◆ **Excerpt provided**:
——
John Kenny, Jr.: Bear in mind that $20 million on $66 million is pretty fancy margin.
We will not achieve that margin until we have restructured those businesses in the interim, we will be taking through the P&L certain charges related to re-structuring like re-imaging the businesses.
Paying pay-to-stay consideration to people who are redundant, but are there for an interim period to provide services, paying the sellers for interim technical support services and the like.
Mike Rouse - Analyst
Great.
Thanks.
Operator
Your next question is from Harry Blount from Lehman Brothers.
Please proceed.
Harry Blount - Analyst
Hi guys.
Hope all is well.
The questions I really have are around kind of the shorter term and longer term future.
I think on the cash flow side, you guys have been facing tough comparison in '04 versus '03, partly because you had pretty meaningful working capital improvement in '03, and then also because what you mentioned on the Hayes side.
But as we start thinking about some of the puts and takes for '05, can you kind of run through of the - - at a high level for us?
John Kenny, Jr.: Well, we would think that this is early, so I will reserve the right to change my view.
Not that you will let me get away with that. [laughter] I would think that CapEx will not rise at the same rate of revenue growth.
——
◆ **Dataset entries**:
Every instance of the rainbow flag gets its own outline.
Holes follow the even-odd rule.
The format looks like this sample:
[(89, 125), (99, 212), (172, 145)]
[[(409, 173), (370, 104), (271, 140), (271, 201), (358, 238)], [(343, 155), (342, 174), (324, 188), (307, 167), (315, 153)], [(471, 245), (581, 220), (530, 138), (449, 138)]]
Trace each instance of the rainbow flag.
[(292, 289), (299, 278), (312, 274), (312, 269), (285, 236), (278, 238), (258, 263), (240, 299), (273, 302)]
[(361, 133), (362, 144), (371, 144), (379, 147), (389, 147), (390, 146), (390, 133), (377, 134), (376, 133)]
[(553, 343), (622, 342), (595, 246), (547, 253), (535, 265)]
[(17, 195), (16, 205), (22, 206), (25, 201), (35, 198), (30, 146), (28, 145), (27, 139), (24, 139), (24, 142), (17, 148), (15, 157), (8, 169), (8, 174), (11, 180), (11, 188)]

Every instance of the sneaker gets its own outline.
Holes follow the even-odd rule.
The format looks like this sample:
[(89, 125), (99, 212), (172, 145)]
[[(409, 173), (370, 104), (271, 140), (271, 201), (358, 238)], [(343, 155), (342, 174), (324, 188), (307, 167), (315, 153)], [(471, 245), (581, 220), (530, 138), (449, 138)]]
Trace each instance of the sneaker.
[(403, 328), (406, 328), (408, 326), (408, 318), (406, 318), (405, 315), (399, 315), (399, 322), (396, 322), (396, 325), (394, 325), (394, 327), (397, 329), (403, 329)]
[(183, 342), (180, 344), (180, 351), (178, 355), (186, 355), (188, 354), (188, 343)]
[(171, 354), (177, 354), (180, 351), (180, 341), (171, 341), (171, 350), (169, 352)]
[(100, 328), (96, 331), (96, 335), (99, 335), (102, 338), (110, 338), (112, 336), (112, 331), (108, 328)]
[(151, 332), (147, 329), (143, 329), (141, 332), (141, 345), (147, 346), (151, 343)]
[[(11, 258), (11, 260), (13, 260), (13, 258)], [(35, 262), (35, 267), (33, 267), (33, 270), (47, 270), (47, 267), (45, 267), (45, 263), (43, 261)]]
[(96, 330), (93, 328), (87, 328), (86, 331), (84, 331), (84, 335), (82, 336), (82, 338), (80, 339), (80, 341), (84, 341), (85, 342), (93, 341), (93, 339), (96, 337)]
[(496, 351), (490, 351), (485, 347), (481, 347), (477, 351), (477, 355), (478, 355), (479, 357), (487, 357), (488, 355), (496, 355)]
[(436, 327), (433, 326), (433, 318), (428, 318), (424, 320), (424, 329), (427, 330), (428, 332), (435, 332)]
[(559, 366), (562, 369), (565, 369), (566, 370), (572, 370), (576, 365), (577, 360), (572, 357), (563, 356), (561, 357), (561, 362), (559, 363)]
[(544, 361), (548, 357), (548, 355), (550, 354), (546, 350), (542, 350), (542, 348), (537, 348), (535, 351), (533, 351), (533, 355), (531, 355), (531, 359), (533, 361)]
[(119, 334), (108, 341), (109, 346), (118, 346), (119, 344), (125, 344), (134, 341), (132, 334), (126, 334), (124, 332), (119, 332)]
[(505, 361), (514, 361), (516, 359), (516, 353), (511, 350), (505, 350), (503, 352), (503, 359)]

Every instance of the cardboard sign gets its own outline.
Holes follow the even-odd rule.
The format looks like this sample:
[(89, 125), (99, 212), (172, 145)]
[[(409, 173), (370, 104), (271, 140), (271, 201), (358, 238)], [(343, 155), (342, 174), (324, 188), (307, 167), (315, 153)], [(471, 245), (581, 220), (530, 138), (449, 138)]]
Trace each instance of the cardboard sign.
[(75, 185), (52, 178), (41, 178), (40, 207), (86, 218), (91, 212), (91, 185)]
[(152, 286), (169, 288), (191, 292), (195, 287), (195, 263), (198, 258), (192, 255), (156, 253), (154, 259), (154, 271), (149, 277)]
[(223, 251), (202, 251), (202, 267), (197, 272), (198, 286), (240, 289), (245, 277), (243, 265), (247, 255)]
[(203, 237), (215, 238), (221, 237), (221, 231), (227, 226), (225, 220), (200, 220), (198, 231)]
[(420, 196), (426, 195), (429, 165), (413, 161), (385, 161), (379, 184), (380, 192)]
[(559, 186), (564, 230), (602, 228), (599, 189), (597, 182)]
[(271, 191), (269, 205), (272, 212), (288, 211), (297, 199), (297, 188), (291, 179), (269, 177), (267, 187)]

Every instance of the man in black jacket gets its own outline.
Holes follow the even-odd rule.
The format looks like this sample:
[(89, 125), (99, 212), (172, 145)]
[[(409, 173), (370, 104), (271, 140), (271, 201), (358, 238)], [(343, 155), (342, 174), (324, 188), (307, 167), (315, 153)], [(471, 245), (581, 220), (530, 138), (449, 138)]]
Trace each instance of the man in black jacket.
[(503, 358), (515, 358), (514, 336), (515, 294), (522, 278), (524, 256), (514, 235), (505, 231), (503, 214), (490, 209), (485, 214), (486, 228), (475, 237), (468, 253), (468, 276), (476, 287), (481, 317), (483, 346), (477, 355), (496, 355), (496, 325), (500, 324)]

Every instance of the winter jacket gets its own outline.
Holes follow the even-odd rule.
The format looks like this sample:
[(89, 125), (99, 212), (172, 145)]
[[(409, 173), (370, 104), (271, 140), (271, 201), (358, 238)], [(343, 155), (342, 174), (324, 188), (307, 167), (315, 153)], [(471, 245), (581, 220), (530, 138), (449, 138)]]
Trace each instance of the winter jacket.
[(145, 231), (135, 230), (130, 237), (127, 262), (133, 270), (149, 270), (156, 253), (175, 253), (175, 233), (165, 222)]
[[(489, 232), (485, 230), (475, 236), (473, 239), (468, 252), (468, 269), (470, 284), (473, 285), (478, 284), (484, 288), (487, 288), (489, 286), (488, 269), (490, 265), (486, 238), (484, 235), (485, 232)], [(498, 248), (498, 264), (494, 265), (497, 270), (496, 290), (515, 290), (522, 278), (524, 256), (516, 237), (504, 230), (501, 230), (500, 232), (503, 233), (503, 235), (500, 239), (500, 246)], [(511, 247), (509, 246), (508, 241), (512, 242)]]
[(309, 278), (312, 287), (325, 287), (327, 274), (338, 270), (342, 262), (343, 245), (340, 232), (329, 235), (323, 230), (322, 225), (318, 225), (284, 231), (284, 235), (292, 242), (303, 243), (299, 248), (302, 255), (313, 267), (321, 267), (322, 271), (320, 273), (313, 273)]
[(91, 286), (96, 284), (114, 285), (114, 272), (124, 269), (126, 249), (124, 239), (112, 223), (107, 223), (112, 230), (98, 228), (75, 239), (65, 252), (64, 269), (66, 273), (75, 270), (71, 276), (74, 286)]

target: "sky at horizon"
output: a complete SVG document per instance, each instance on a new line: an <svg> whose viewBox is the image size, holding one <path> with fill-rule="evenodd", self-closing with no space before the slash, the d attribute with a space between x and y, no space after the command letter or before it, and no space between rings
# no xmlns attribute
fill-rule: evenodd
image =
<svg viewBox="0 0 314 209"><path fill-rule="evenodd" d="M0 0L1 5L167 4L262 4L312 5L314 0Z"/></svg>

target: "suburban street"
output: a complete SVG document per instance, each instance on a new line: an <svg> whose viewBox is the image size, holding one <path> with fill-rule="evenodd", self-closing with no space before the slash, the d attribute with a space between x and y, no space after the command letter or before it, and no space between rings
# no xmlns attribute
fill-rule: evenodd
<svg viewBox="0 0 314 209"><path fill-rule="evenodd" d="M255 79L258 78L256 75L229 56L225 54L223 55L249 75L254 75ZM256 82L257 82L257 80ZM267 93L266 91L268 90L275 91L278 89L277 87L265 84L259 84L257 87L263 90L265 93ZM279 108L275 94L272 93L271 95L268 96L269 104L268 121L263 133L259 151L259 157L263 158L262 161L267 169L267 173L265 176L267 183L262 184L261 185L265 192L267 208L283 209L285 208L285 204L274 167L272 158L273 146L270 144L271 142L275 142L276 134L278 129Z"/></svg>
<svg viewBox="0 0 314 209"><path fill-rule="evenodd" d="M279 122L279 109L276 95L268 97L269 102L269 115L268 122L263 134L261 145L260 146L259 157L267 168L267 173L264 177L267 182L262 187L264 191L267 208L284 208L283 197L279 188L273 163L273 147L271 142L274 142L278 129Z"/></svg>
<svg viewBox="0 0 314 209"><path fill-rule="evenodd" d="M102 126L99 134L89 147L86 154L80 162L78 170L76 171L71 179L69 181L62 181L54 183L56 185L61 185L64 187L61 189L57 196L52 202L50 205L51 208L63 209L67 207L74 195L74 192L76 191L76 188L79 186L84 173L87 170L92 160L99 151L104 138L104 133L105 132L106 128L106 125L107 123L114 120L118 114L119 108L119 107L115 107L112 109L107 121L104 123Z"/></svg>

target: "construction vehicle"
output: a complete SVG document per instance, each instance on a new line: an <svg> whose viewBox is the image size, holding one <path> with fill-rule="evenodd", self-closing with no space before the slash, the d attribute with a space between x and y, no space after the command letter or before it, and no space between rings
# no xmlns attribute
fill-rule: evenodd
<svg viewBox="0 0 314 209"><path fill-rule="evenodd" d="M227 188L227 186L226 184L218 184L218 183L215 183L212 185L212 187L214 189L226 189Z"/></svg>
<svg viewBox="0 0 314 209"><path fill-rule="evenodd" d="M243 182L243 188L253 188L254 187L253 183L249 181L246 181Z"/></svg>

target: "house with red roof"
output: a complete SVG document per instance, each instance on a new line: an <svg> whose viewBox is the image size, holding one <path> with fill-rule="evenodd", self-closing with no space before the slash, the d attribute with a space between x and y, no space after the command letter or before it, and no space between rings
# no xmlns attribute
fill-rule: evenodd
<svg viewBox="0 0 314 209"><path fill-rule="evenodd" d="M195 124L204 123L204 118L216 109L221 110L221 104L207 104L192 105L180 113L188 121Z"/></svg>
——
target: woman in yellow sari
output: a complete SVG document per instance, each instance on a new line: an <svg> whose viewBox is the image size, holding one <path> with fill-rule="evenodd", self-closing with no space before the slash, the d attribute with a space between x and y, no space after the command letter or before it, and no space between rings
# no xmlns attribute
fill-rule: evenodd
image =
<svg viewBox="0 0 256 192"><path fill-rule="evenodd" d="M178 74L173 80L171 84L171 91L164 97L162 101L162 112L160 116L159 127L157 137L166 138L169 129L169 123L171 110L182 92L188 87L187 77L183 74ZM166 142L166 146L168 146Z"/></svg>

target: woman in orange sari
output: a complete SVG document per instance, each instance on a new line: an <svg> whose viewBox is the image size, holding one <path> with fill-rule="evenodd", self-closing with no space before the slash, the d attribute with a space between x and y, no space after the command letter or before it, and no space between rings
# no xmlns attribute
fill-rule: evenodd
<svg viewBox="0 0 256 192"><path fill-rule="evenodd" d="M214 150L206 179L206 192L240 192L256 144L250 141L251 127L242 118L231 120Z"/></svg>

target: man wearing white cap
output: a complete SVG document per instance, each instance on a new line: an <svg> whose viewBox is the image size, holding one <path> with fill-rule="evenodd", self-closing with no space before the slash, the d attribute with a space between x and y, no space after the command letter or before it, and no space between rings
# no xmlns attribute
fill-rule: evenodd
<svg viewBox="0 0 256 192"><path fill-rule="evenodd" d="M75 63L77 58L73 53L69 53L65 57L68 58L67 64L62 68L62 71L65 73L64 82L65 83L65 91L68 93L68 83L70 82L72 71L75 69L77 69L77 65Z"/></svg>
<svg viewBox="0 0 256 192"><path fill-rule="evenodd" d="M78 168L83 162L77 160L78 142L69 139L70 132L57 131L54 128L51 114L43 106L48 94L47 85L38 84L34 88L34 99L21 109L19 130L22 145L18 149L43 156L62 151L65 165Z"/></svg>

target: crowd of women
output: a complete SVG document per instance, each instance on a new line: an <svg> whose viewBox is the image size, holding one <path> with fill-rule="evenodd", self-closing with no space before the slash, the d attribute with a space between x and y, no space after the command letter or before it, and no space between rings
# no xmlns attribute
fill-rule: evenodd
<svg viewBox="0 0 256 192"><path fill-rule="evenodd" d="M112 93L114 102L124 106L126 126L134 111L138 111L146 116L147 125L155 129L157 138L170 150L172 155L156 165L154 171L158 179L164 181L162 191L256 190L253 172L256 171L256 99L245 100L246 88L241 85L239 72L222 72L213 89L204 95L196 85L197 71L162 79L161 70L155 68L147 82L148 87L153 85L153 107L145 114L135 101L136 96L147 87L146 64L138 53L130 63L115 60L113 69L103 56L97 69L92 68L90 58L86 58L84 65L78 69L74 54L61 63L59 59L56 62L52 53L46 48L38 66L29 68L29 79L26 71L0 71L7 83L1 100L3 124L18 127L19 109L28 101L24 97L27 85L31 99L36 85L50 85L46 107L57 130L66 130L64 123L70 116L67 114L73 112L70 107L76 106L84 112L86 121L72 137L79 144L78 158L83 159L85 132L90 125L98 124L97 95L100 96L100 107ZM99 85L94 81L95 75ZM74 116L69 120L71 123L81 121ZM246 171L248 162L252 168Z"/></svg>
——
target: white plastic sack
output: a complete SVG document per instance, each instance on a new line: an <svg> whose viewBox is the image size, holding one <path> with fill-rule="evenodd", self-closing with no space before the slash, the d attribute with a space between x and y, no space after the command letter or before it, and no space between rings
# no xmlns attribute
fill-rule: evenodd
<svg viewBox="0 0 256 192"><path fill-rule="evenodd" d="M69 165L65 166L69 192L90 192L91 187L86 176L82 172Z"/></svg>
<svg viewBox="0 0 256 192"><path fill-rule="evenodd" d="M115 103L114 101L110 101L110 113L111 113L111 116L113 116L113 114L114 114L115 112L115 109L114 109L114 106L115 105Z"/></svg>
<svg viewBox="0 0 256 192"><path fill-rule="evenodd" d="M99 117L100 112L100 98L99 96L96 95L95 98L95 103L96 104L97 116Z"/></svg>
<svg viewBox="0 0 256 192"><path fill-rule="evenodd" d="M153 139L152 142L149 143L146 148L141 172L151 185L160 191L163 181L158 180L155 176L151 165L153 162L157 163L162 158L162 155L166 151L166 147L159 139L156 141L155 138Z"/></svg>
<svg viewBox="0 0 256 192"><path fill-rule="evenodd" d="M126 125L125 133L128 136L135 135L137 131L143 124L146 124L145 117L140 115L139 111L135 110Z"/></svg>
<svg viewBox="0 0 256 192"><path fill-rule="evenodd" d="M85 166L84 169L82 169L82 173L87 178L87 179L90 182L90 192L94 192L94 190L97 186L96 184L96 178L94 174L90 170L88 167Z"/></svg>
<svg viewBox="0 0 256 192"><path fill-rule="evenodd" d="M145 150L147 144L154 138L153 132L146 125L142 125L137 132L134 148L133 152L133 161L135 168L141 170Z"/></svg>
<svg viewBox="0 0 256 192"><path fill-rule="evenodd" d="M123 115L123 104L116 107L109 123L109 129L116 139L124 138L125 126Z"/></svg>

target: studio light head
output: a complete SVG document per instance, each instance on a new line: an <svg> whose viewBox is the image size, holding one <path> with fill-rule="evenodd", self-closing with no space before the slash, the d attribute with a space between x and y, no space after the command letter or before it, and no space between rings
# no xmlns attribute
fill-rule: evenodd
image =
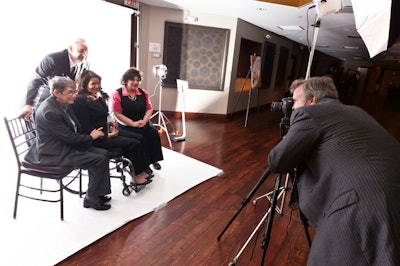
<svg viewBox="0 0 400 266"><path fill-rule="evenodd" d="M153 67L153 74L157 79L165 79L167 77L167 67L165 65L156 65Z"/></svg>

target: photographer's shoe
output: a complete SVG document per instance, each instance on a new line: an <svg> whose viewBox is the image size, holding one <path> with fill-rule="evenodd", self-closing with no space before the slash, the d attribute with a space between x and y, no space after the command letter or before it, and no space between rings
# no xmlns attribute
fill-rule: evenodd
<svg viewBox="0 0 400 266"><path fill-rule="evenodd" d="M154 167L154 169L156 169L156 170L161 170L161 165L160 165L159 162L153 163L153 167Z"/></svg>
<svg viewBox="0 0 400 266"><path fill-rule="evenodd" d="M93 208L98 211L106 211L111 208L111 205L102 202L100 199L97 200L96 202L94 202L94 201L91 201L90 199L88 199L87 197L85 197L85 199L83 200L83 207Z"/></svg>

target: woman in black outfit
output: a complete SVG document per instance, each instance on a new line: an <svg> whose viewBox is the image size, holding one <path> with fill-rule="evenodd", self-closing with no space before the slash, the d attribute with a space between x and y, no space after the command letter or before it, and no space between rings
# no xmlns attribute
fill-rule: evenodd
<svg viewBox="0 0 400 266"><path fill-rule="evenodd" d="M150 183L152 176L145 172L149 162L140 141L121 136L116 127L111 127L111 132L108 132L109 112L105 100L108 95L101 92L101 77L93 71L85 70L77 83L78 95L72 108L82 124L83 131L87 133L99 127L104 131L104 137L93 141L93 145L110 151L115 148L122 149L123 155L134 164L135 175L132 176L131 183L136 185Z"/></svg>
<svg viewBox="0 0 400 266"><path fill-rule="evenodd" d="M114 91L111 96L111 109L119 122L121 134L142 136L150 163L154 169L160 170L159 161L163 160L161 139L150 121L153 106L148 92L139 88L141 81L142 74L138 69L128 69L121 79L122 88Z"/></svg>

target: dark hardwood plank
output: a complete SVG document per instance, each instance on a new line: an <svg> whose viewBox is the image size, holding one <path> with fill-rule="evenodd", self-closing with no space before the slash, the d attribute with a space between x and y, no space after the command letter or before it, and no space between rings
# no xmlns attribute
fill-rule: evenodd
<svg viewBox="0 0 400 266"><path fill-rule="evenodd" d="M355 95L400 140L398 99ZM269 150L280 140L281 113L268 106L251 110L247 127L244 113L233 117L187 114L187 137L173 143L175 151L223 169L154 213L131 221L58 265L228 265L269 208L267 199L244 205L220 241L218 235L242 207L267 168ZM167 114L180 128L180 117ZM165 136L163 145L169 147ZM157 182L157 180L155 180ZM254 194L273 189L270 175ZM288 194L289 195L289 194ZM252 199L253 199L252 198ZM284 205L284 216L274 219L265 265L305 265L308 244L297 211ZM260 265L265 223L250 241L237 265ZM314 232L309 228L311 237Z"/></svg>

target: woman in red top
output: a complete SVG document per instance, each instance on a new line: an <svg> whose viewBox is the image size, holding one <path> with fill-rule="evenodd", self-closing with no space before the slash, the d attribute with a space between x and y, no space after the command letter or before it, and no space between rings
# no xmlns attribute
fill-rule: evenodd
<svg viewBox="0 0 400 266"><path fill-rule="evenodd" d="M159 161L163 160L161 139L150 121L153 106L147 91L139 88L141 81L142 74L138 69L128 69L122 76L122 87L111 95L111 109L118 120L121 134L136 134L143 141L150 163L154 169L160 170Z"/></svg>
——
◆ **Given exercise A**:
In the earnings call excerpt, which firm is Harry Blount from?
◆ **Given exercise B**:
In the entries, repeat the stretch from the line containing "target: woman in yellow sari" through the line containing "74L173 80L171 84L171".

◆ **Correct answer A**:
Lehman Brothers

◆ **Correct answer B**:
target: woman in yellow sari
output: a complete SVG document per instance, each instance on a new line: an <svg> whose viewBox is the image size, holding one <path> with fill-rule="evenodd", self-closing with no space before the slash, the d attribute with a space between x and y, no space after the command letter or before it, and no space between rings
# no xmlns attribute
fill-rule: evenodd
image =
<svg viewBox="0 0 256 192"><path fill-rule="evenodd" d="M178 74L173 80L171 84L171 91L164 97L162 101L162 112L160 116L159 127L157 137L166 138L169 129L169 123L171 110L182 92L188 87L187 77L183 74ZM166 142L166 146L168 146Z"/></svg>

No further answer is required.